* PROVIDED RECORDS *
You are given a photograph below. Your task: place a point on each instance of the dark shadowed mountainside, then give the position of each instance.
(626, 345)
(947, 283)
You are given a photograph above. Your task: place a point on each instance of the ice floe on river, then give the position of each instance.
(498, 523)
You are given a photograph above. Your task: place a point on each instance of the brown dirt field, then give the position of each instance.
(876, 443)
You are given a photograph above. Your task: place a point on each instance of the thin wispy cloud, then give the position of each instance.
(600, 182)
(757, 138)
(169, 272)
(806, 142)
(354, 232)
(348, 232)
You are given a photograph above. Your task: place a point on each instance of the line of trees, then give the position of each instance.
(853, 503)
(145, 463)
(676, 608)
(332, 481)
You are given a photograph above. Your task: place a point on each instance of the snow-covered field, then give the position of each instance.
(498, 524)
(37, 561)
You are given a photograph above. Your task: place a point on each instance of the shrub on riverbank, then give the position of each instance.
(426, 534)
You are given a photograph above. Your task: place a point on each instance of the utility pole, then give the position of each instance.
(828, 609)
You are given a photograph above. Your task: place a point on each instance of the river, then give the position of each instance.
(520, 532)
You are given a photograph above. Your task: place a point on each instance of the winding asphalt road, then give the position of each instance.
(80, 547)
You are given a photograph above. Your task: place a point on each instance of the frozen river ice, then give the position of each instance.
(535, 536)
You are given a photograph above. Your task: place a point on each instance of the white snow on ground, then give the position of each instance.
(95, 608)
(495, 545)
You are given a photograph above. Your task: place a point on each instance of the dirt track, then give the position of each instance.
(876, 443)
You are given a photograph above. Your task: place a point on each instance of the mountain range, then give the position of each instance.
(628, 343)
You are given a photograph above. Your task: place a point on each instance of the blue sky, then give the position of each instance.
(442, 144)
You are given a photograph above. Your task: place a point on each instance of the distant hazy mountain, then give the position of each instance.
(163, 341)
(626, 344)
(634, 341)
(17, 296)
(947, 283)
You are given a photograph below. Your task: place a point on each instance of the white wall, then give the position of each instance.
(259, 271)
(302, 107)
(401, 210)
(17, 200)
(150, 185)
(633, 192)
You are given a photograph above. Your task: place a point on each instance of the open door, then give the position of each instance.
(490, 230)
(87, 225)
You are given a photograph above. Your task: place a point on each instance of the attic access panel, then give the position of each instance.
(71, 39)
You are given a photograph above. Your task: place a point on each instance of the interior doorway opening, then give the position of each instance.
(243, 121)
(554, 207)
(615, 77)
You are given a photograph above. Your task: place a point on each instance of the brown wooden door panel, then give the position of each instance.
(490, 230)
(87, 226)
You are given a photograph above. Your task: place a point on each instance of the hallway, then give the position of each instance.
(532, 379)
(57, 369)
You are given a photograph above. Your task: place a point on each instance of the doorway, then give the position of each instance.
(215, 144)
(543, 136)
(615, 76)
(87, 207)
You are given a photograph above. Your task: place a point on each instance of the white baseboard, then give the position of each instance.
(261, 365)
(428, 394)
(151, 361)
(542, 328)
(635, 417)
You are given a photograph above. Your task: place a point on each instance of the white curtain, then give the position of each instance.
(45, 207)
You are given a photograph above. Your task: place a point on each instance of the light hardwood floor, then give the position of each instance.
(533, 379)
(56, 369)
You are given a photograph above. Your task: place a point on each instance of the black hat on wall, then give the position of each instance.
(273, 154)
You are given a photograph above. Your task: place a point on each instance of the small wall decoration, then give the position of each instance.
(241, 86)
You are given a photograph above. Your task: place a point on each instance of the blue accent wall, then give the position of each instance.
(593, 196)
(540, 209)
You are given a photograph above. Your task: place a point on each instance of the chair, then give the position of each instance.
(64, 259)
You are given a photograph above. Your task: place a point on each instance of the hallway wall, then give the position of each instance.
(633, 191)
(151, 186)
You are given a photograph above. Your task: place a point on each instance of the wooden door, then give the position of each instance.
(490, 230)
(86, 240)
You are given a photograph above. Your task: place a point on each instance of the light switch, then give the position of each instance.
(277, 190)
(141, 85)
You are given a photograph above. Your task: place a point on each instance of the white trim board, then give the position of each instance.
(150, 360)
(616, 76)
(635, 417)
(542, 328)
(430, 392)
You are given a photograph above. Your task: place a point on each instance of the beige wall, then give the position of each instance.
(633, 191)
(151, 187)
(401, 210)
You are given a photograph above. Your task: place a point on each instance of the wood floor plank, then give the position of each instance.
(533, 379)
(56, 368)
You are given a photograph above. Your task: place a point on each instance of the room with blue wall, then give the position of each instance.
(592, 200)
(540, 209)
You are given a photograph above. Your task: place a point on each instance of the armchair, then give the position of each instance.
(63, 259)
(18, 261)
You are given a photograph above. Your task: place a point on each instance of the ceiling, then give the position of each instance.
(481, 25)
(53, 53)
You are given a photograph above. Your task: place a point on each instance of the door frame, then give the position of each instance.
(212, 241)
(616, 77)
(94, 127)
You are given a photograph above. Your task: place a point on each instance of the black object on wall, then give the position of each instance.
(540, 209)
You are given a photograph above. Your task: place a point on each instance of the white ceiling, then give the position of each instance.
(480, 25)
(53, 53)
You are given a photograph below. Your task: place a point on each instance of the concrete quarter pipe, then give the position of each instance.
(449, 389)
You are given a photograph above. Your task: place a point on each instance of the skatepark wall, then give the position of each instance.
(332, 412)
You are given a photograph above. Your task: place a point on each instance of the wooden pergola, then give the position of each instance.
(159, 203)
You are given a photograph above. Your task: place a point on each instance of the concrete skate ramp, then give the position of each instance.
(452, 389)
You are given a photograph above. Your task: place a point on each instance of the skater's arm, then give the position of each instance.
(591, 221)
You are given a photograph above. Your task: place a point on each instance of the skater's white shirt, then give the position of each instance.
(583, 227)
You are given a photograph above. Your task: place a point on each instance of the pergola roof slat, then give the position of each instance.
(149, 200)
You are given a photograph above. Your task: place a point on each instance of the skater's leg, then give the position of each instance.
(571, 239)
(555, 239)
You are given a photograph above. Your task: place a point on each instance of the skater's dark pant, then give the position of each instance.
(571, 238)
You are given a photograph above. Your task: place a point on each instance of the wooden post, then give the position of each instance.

* EXERCISE TASK *
Retype the material in full. Each word must match.

* FINAL ANSWER *
You are given a photograph below. Your task: place a point on each instance of the dark shadowed mountainside, then give the position of each instance.
(626, 345)
(947, 283)
You are given a photograph above. Your task: place a point on each instance of the ice floe on river, then give the position of each instance.
(498, 523)
You are given a photograph above. Your task: place a point on each instance of the brown dirt field, then give the position of each instance.
(876, 443)
You are given a photograph above. Your task: place a point on each instance of the thin wispy cloud, then give the position of each instance.
(600, 182)
(757, 138)
(169, 272)
(806, 142)
(354, 232)
(348, 232)
You are given a photograph above. Your task: place a point on each instance of the line of trees, then give the position of each instance.
(853, 503)
(145, 463)
(676, 608)
(332, 481)
You are given a photograph above. Your task: place a point on each instance of the snow-covered field, then give the position of each instance.
(498, 524)
(37, 561)
You are given a photograph above. Your task: place a point on each instance of the shrub on riverbank, then give the position of each instance.
(426, 534)
You are given a photograph above. Your task: place a point on each instance of the utility pole, then give the position of each instance.
(828, 609)
You are given a photograph above. Your task: place a point on each instance of the river, then give the position of each instance.
(520, 532)
You are given a photograph above. Your task: place a point on each instance of the winding asphalt road, then give the position of each instance.
(80, 547)
You are given a photograph above. Your task: place a point on each instance of the frozen river ice, then give the position of each instance.
(535, 536)
You are given a photograph above. Your task: place a point on each instance of the white snow on ground, then give the position of each instance.
(95, 608)
(495, 545)
You are given a photograph above. Your task: place a point on each instance of the dirt track, then give the position of each instance.
(876, 443)
You are given a photograph above. Your task: place a point on each instance of the mountain range, then give the position of each instance.
(628, 343)
You are given a photograph above. Your task: place a point on each instance of the blue sky, then give the position of each instance.
(442, 144)
You are given a photograph above. Your task: place a point on each instance of the distant hazy mountain, then give the position of each instance.
(163, 341)
(626, 344)
(634, 341)
(17, 296)
(947, 283)
You are given a photograph below. Your task: place a point on each instance of the white wall, then give the position of each instance.
(259, 271)
(302, 107)
(401, 210)
(17, 200)
(150, 185)
(633, 192)
You are given a photograph above. Your task: place a point on each instance of the open door, then give the position of each instance.
(490, 230)
(87, 225)
You are given a photograph above. Your task: place a point on each instance of the attic access panel, then give the position of each instance.
(71, 39)
You are given a photograph above. Your task: place a point on each instance of the interior doorway opening, then give the position of each instance.
(243, 121)
(554, 207)
(615, 77)
You are given a photograph above. Your task: place a point on each instance of the brown wooden door panel, then give the position of each instance.
(490, 230)
(87, 226)
You are given a photograph above. Your task: place a point on each instance of the hallway, then give the position of each instance.
(532, 379)
(57, 369)
You are given a photograph above. Your task: place a point on each instance of the doorway, then give the position of each instance.
(215, 144)
(543, 136)
(615, 76)
(87, 207)
You are given a photograph above. Your task: place a point on each instance of the white baseboard, then give the position of each instance.
(261, 365)
(428, 394)
(151, 361)
(542, 328)
(635, 417)
You are given a photograph above. Your task: place a point on each instance of the white curtain, then give the position of each instance.
(45, 207)
You are given a photograph above. Your task: place a point on each instance of the light hardwood floor, then give the position of each instance.
(533, 379)
(56, 369)
You are given a photograph above. Your task: place a point on each instance of the black hat on wall, then give the position of each instance.
(273, 154)
You are given a photograph above. Your task: place a point on each instance of the small wall decoration, then give the position of each instance.
(241, 86)
You are given a photograph above. Your task: place a point on each instance of the blue accent wall, then give the position of each instance.
(593, 196)
(540, 209)
You are given a photograph above. Your task: place a point on each instance of the chair, then give the position of each instance.
(64, 259)
You are given a photograph above. Your task: place a point on each instance of the hallway wall, then give the position of each instance.
(633, 191)
(151, 186)
You are given a photograph above. Your task: place a point on each instance of the wooden door, then give the position of each instance.
(490, 230)
(86, 240)
You are given a photograph above. Your task: place a point on each instance of the light switch, then give the position of each instance.
(277, 190)
(141, 85)
You are given a photograph above. Your task: place a point on each instance of the white trim board, then give the position of each instance.
(150, 360)
(616, 76)
(635, 417)
(542, 328)
(430, 392)
You are given a photograph above. Your task: place a point on each instance of the beige wall, then give the position of each instance.
(633, 191)
(151, 187)
(401, 210)
You are given a photograph above. Your task: place a point on each instance of the wood floor plank, then give the position of each instance.
(533, 379)
(56, 368)
You are given a photograph above. Your task: place a point on each instance of the room with blue wall, then give the position of each instance.
(592, 200)
(540, 209)
You are given a photograph above. Your task: place a point on each instance of the armchair, then give the position of each instance.
(63, 259)
(18, 261)
You are given a photograph above. Your task: place a point on each instance of the ceiling, then give the position of each instance.
(481, 25)
(53, 53)
You are given a photograph above. Your task: place a point on each instance of the door frame, then give the position of each instance.
(212, 241)
(616, 77)
(94, 127)
You are given a photograph above. Your task: place a point on each instance of the black object on wall, then give the position of each instance.
(540, 209)
You are given a photograph above. Your task: place a point on each instance of the white ceiling, then give the position of each instance.
(480, 25)
(53, 53)
You are given a photograph below. Your task: place a point on each instance of the concrete quarter pipe, then give the position of each instance.
(449, 389)
You are given a photograph above. Your task: place a point on each instance of the skatepark wall, then give the position of each instance.
(332, 412)
You are given a photograph above. Your task: place a point on each instance of the wooden pergola, then give the position of each instance.
(159, 203)
You are given a photograph above. Your task: place a point on each instance of the concrete skate ramp, then give the position of each instance.
(452, 389)
You are given a photograph above. Your task: place a point on each instance of the skater's arm, then give the position of each instance.
(591, 221)
You are given a photograph above. Your task: place a point on each instance of the skater's white shirt, then give the position of each instance.
(583, 227)
You are given a photograph above. Your task: place a point on each instance of the pergola roof slat, then give the position of each instance.
(149, 200)
You are given a photograph above. Your task: place a point on each instance of the skater's leg, then give the position of each instance.
(571, 239)
(555, 239)
You are given a photograph above. Your task: place a point on each instance of the skater's dark pant, then give the position of each instance.
(571, 238)
You are given a photograph above. Your task: place a point on each instance of the wooden post, then give the position of each instance.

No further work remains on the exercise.